**Photo-based referring expression data**.

▼▼▼

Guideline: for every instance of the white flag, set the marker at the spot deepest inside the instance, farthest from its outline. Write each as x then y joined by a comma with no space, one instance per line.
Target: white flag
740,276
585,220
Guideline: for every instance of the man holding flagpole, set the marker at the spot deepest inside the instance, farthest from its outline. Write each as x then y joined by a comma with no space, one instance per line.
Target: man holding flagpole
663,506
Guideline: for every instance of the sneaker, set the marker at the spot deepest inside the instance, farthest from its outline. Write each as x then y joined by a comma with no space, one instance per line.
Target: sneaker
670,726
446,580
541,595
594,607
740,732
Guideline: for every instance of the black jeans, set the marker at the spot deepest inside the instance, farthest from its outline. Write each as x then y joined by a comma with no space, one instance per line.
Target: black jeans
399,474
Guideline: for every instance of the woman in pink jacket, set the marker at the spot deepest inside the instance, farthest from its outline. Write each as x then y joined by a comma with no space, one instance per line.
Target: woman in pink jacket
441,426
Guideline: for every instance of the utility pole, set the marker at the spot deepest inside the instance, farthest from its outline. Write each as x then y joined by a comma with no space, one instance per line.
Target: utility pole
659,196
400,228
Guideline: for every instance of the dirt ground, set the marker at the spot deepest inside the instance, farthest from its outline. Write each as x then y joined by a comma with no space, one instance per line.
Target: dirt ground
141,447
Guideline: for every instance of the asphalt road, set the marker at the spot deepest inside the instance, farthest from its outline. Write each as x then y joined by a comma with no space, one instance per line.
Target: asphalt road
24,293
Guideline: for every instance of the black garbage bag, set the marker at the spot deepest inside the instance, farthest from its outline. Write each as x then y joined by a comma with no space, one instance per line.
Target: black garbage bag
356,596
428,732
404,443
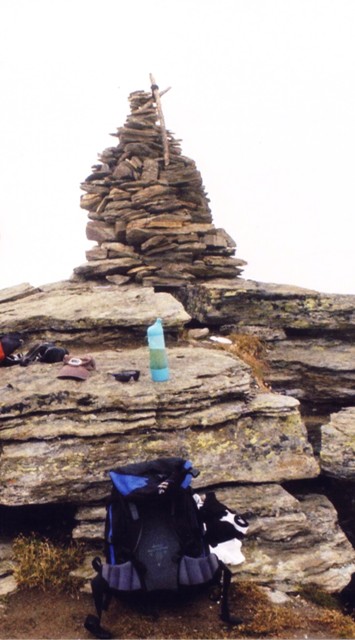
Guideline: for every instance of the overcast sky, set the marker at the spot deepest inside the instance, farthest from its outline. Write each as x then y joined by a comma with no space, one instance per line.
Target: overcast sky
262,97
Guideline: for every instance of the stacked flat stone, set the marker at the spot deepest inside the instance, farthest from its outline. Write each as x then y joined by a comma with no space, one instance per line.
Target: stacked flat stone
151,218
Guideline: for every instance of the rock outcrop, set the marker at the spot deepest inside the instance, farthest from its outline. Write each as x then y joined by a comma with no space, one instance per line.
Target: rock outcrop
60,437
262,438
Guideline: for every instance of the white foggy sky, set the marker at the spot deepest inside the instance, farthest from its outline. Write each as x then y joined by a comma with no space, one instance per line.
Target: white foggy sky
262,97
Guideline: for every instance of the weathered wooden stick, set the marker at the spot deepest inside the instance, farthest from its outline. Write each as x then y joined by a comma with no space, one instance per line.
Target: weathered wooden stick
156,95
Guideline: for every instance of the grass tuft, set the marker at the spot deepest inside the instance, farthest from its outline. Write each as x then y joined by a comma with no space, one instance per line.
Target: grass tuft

▲▲▲

**Directions**.
Print every line above exactly. Leave the pictures out.

**Task response**.
Guideline: for every instance of the white flag, set the marker at the spot deepest inside the instance, farthest from its outline. Write each as x then y joined by a comma with no space, one instance per line.
Target: white flag
740,276
585,220
Guideline: for every instance of the man holding flagpole, set the marker at the spot deepest inside the instance, farthest from its outline. Write each as x then y joined by a comma with no space, one instance per line.
Target: man holding flagpole
663,506
Guideline: for every instance of the sneaker, set the marker at the spot deepest inside the instance, farthest from its outline. Write each as x then y joined by a comma with no space, one instance per line.
Target: sneaker
670,726
446,580
541,595
594,607
740,732
Guideline: for every instance of the black jeans, set the marker at the spot deepest inside the instance, farthest from its outline. Write each as x then y joined by a comma with no space, one instance per line.
Target: black jeans
399,474
Guideline: for every instance of the woman in pink jacket, set the marker at the spot deepest inside the instance, farthest from its outline. Write each as x then y joined by a comma with no space, one instance per line.
Target: woman in pink jacket
441,426
Guideline: for every instance of the utility pole, set the marker at the spot deepest inside the instance, farthest from its outline. Write each as x then y joined by a comma with no space, one instance per line.
Target: utility pole
659,196
400,228
Guideline: for every instance of the dirt ground, set the marker at the spot deepest inside the instance, farthest from its outline. Write each as x then y joined by a comma with no space, one instance per line.
Target: dirt ground
141,447
Guideline: for every instance of the asphalt road, set the marker at the spot deepest inside the instance, farthest from its outline. Write each as x then y joined by a comma with no space, one instance per line.
Target: asphalt road
24,293
Guideline: for every instance of the black garbage bag, set the marker at the spot deepest inside the instance, farthest from its outline. Write each as x then y joined by a comma with no space, one instance per line.
Target: black garbage bag
356,596
428,732
404,443
Guideline: for every instance of the overcast sky, set the marker at the spot deepest inside the instance, farthest from its outline. Write each as x then y joined by a comma with no space, one instance per line.
Target: overcast sky
262,97
Guideline: for every instance of the stacked flat stone, set the marker at the spot deepest inside the instance, farthest from its outline. Write each as x then y joined by a comma with no space, one instance per line.
Target: stacked flat stone
151,218
Guideline: for every instance of the rock outcrop, set the marker at the spot deepest inside the instance, farthest from its outline. Write each as x then y joined by a comma with no space, one instance per line.
Target: rock outcrop
60,437
262,438
Guideline: for every instance of the white foggy sky, set the marker at the spot deepest inside the instance, farthest from its outline. Write each as x then y joined by a comma with no space, one instance per line.
Target: white foggy sky
262,97
Guideline: for every instance of the weathered wooden stick, set the marker at the spot deepest inside the instance, farthest from its outline. Write each as x then y joined by a comma with no space, one instance per line.
Target: weathered wooden stick
156,95
Guideline: for every instance of the grass tuft, set the marker at the spot deepest inside the instance, farthest from its outline. Write each as x then y joined by a comma with no space, one instance per line.
Target: grass tuft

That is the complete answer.